• TASK STATEMENT
The exercise asks you to copy every line below in which "ceiling" appears.

○ ○ ○ ○ ○ ○ ○

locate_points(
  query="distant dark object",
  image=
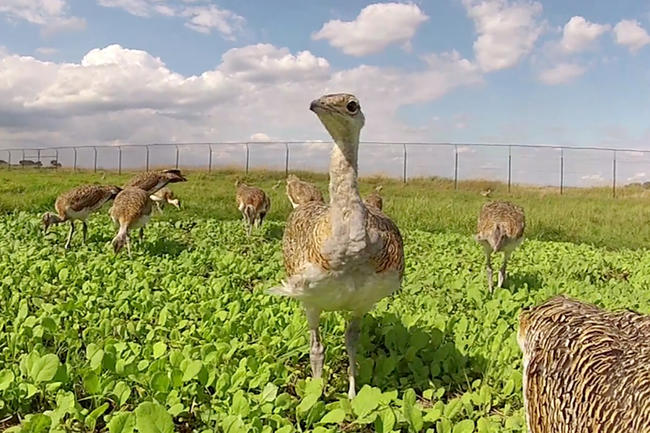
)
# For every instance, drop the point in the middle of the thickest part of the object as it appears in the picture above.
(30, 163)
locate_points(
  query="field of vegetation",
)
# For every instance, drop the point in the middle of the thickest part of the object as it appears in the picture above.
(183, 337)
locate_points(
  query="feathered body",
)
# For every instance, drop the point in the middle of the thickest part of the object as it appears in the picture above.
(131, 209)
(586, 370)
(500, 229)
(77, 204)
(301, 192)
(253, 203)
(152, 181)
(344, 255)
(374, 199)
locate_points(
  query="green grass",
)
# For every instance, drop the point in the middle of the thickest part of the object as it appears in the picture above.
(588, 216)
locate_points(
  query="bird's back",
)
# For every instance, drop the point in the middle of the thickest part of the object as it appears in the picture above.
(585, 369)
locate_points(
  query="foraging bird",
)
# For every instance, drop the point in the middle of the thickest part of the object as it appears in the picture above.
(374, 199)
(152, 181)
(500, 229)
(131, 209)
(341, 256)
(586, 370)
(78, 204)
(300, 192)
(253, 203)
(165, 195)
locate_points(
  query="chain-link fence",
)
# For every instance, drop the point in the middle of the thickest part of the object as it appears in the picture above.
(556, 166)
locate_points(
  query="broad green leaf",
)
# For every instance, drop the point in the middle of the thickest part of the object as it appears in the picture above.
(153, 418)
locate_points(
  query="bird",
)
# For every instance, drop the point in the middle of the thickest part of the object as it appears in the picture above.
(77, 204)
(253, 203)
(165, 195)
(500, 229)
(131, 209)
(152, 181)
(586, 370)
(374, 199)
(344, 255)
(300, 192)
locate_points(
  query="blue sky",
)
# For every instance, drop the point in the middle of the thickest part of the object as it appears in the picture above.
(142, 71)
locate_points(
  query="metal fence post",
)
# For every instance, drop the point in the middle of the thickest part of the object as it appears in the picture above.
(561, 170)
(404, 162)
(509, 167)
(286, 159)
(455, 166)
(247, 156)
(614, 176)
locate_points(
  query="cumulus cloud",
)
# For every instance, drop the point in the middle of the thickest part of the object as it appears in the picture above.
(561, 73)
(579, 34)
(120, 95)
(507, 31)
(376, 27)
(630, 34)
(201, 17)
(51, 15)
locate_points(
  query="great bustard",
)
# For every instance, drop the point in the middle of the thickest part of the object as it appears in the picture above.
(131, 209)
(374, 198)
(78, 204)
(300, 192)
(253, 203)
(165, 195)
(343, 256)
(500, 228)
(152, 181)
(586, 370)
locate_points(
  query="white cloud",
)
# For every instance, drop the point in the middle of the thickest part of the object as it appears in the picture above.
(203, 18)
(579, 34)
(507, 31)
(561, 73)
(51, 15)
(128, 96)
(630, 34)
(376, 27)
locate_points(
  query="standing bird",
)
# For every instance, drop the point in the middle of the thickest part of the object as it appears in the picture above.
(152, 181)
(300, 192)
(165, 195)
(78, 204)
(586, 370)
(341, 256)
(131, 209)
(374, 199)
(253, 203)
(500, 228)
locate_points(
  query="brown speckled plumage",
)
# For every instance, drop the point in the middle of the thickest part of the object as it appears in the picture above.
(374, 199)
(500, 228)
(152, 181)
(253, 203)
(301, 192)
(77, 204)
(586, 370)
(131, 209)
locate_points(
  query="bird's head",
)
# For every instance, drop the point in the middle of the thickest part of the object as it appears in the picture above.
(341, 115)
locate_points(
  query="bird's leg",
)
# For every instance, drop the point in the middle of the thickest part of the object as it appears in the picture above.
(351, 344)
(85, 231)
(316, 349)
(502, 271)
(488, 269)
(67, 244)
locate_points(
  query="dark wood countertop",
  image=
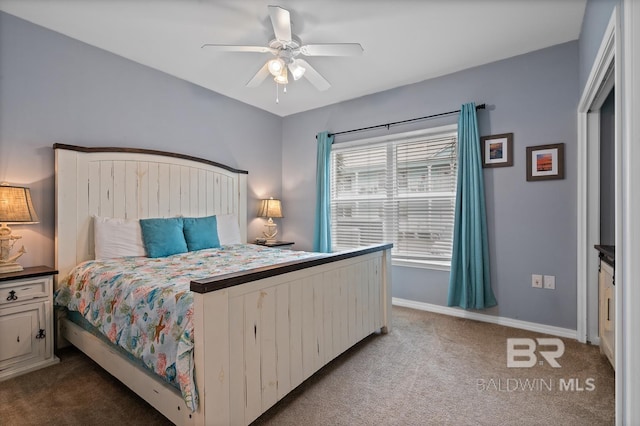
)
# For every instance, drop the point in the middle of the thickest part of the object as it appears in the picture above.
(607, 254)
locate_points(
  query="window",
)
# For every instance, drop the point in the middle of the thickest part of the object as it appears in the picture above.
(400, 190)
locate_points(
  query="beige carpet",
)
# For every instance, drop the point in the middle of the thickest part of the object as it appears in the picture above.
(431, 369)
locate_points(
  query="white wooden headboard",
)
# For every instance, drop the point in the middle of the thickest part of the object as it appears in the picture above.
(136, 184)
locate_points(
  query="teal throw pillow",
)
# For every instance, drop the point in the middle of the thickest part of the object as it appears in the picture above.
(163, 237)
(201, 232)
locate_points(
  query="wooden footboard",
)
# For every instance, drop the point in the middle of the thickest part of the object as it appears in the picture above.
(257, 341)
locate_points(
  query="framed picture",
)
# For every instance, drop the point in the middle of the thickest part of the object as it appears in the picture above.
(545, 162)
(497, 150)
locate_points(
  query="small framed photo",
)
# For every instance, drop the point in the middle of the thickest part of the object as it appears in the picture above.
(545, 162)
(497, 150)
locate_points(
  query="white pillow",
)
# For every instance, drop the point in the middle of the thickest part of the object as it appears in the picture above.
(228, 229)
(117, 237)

○ ○ ○ ○ ○ ○ ○

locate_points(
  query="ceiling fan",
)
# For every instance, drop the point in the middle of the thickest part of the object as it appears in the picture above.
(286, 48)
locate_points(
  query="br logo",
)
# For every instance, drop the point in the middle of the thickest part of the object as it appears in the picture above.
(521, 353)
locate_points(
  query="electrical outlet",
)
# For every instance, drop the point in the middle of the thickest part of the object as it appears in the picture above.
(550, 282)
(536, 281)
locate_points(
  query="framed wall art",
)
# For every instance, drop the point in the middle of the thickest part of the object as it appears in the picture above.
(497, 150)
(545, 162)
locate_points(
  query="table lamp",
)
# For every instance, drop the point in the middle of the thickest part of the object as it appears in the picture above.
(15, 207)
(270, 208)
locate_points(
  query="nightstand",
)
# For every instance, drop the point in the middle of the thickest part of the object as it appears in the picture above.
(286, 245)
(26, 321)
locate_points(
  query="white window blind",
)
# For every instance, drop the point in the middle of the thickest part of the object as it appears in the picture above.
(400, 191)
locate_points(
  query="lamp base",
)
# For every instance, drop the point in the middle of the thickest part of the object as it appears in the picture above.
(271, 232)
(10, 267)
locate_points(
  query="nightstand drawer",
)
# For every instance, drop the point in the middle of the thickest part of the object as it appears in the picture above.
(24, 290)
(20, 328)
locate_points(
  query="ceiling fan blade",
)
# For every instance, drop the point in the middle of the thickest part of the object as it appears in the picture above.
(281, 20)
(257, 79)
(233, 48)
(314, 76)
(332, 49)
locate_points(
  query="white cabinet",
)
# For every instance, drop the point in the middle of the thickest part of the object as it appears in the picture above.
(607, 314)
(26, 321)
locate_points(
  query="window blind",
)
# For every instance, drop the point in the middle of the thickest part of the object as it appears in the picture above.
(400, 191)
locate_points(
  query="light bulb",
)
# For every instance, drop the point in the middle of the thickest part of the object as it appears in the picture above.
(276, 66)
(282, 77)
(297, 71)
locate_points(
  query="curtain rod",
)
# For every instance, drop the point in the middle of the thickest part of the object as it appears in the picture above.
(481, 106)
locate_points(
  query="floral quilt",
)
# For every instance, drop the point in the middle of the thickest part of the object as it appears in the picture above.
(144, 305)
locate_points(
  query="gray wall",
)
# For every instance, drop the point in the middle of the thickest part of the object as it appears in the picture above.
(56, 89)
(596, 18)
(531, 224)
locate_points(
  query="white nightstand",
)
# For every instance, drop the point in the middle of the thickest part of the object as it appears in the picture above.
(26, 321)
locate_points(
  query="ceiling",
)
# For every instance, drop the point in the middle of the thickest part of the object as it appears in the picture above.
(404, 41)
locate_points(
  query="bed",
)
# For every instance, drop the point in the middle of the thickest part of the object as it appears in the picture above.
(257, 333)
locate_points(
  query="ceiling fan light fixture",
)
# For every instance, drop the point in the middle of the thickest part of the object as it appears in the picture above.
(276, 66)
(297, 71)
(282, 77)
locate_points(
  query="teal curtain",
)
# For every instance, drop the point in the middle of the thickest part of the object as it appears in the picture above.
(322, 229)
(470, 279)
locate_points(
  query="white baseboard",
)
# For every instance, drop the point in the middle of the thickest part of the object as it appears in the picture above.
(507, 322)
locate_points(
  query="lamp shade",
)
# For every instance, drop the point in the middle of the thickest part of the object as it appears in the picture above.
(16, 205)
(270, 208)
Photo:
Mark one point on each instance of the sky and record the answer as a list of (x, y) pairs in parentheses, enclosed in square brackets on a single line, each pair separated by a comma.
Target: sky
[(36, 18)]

○ ○ ○ ○ ○ ○ ○

• ANSWER TO THE PROBLEM
  query="ceiling fan",
  query="ceiling fan blade",
  query="ceiling",
  query="ceiling fan light fixture",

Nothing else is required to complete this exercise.